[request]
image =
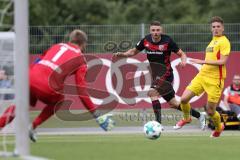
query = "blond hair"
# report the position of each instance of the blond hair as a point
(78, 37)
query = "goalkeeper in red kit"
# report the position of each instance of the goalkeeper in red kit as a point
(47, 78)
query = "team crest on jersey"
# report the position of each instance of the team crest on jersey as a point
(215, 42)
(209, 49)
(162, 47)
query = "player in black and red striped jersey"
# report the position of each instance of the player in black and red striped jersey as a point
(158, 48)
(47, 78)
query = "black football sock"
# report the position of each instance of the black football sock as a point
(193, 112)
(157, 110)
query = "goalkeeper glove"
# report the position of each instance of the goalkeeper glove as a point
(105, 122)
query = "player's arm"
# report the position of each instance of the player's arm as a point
◆ ◆ ◆ ◆
Pictures are excluded; output everything else in the data verbatim.

**Solution**
[request]
image =
query = "blond hair"
# report the position of each instance of the blond hair as a point
(78, 37)
query = "goalkeeper in red kit"
# report the position of each instance of the goalkeeper in red kit as a point
(47, 78)
query = "team crest on jersey"
# report the position of each instance of the team crest on jersey as a point
(215, 42)
(209, 49)
(162, 47)
query = "player in black and red striped jersey"
# report the position of each instance of the player in black and red striped jersey as a point
(158, 48)
(47, 78)
query = "black football sock"
# report the position of each instance of the black football sock as a point
(193, 112)
(157, 110)
query = "goalkeeper glove"
# report the position of each instance of the goalkeeper glove as a point
(105, 122)
query = "player's arm"
# report the position of each instance of the player's arm as a point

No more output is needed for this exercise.